Exercise goal >> Extract each line holding the word "silver" from the entries.

Exercise materials >>
BEGIN

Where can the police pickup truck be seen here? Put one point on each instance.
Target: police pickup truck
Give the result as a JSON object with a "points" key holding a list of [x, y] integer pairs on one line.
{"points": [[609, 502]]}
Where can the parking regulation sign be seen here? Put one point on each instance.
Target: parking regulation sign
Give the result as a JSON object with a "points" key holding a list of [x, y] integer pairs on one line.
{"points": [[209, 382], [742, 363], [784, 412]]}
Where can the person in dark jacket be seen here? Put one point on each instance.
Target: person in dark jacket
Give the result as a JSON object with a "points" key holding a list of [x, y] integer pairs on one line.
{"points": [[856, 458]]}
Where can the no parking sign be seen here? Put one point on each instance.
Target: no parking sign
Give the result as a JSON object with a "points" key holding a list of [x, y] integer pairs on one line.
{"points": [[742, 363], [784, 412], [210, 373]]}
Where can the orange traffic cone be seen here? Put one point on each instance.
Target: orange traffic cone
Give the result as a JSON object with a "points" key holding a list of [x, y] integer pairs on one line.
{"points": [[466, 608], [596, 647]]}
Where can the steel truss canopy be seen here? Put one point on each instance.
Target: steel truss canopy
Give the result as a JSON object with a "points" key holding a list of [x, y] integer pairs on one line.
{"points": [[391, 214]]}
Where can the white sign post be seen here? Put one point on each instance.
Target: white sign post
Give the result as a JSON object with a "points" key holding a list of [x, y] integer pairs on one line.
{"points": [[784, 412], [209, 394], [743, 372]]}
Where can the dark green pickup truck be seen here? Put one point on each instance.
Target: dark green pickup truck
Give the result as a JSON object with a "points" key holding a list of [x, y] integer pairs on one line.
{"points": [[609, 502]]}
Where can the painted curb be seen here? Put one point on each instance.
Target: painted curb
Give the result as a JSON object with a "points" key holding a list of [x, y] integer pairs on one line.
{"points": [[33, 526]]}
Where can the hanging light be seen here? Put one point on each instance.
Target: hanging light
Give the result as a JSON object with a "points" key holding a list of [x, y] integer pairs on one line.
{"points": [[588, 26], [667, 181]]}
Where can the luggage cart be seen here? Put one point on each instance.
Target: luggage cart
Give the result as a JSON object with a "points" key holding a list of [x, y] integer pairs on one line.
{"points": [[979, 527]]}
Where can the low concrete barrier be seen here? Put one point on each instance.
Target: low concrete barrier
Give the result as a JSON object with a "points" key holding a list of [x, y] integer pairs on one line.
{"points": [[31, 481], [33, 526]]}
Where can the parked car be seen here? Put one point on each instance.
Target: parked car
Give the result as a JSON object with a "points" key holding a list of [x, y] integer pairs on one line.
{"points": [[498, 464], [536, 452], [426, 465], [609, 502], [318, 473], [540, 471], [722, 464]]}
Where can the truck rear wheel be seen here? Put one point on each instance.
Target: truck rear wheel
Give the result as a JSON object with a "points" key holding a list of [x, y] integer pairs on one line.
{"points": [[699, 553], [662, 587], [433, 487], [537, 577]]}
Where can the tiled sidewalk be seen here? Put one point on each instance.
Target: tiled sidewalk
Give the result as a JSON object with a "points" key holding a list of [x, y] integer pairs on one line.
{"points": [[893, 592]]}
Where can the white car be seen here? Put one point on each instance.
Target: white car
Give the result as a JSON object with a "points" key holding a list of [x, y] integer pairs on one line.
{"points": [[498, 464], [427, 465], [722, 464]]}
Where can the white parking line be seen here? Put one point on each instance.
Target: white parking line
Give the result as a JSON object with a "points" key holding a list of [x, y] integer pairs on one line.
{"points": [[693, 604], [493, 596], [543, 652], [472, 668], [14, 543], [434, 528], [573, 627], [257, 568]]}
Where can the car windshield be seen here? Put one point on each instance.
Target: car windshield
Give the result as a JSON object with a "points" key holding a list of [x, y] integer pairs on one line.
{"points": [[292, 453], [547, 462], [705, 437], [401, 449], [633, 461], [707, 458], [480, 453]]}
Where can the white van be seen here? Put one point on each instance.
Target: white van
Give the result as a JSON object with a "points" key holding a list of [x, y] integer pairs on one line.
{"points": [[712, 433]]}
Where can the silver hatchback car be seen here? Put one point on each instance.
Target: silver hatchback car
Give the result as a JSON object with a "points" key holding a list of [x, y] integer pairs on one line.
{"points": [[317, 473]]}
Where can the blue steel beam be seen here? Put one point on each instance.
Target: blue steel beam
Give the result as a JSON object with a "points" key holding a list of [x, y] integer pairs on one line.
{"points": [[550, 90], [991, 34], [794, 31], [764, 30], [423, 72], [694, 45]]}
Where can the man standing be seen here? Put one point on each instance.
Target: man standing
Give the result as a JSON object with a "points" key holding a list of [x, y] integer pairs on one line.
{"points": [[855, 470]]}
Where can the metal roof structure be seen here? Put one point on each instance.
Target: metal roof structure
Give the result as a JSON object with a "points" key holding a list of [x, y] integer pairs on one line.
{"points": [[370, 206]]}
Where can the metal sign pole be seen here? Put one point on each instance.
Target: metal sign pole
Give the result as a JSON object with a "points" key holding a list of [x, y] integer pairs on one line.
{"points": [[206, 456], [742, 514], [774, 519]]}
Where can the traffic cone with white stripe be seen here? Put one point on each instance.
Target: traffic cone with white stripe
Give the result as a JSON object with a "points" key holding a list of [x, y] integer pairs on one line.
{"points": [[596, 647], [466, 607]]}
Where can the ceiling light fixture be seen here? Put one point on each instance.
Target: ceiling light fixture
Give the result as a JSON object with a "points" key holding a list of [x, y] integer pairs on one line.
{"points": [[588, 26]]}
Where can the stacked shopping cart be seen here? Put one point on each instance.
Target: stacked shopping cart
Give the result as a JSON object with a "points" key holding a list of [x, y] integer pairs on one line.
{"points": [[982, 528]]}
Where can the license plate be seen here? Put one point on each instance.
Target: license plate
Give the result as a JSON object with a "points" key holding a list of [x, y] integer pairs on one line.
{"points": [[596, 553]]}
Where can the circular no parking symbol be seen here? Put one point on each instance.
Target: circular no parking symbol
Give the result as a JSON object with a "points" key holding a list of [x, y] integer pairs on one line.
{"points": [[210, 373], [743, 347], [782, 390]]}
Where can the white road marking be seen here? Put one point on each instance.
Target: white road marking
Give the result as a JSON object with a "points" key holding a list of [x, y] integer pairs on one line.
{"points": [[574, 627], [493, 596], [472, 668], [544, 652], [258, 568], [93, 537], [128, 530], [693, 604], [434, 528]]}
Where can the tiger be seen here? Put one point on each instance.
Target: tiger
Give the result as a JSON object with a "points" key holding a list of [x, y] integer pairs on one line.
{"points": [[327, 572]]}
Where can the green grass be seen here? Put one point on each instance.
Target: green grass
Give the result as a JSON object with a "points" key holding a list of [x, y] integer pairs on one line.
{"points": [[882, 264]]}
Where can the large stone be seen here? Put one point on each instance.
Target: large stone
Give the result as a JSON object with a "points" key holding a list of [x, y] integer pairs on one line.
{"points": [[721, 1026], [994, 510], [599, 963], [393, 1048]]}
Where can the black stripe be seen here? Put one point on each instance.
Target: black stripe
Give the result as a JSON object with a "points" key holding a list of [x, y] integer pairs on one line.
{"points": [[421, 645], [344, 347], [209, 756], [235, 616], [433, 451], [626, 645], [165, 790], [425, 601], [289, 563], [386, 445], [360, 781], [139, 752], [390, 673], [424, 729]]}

END

Worked solution >>
Where can the silver hatchback car be seen here? Put one point on each instance.
Target: silver hatchback car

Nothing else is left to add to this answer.